─── Source ───

On the broadband -- its Tom, again. On the broadband point, I would say that it's always worth remembering that we are unquestionably the highest quality operator in the market with the best speed, the best router. I mean, Golly Survey showed this. The consumer showed this, the NPS scores. And so we are, to some extent, operating with a higher ARPU in a better statement. And so maybe BT's comments reflect the fact that they might feel some competitive pressure for their products down that other end of the market. And, of course, inevitably as we expand Lightning, BT's roll as both the supplier and the reseller, it means pretty much every customer we take in Lightning is, by definition, coming off BT either directly or indirectly. So possibly that explains their position there. We can't walk away from the fact, of course, as the penetration of broadband continues that the opportunity for new customers to enter the segment that, that as an absolute level, is reducing. But we're absolutely taking our share. We believe we took off-net 100% of the increase to the market -- net entries to the market in Q3. So we see a combination of that -- quality of the offer and good judgment on pricing is putting us in that position.

Operator

Operator

We will take our next question from Vijay Jayant with Evercore.

Vijay Jayant

Analyst · Evercore.

Two for me, please. You're talking about a reduction in capital intensity going into 2019 to sort of the mid-'20s. Can you sort of take us beyond that? In the U.S., we see capital intensity in cable in the teens. Obviously, the economics are a little different in Europe. But as you see your rollout of these advanced boxes and the moderation of the new build, what is that number? How fast can we get there? Is it the high teens? That would be really helpful. Because it seems that we are sort of pivoting to a free cash flow growth story, and that's the key component of it. And second, obviously, the Dutch regulators ordered VodafoneZiggo to offer wholesale access to its network. I just want to understand what do you think the impacts are? What are the learnings from Belgium to have an impact in the markets?

─── Entries shown ───

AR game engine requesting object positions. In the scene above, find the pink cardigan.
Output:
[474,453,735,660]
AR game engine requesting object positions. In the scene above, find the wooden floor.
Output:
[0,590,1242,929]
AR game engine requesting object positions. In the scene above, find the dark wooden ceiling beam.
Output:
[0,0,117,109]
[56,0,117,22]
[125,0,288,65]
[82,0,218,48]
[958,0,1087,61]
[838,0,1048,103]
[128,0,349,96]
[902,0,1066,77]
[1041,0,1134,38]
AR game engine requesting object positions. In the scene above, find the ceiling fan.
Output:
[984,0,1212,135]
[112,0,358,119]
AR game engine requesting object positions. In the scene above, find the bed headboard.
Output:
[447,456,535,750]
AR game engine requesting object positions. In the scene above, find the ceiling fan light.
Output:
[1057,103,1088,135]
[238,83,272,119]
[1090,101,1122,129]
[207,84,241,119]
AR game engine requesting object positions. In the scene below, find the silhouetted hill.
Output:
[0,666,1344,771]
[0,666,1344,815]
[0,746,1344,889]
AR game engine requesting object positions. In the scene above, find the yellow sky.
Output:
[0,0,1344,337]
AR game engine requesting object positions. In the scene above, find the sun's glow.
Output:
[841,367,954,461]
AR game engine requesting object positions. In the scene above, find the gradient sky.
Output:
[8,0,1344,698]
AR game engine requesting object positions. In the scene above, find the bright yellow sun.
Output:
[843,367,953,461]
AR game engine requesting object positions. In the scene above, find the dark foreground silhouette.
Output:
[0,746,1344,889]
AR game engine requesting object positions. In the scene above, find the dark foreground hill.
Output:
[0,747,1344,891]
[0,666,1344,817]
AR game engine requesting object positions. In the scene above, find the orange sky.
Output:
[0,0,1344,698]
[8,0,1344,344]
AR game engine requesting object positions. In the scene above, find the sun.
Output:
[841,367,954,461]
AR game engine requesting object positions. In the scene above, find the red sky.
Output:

───
─── Entries shown ───

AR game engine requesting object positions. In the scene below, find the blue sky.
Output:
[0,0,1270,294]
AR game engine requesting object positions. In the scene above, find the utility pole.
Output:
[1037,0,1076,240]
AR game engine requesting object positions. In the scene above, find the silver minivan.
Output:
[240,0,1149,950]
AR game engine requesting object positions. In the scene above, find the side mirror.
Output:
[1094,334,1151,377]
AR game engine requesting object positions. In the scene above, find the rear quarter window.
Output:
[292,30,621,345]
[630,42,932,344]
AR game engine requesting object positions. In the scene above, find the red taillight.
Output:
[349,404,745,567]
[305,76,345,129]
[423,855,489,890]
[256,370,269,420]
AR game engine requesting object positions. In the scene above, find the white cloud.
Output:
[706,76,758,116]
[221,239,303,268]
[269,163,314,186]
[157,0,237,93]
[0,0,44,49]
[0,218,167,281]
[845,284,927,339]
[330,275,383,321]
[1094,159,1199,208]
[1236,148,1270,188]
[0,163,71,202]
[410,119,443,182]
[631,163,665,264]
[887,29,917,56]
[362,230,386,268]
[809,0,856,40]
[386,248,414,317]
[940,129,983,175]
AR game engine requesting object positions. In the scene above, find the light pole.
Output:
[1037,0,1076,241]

───

◆ Required work:
Name every company mentioned in the earnings call transcript above.

◆ Exercise output:
BT, Evercore, VodafoneZiggo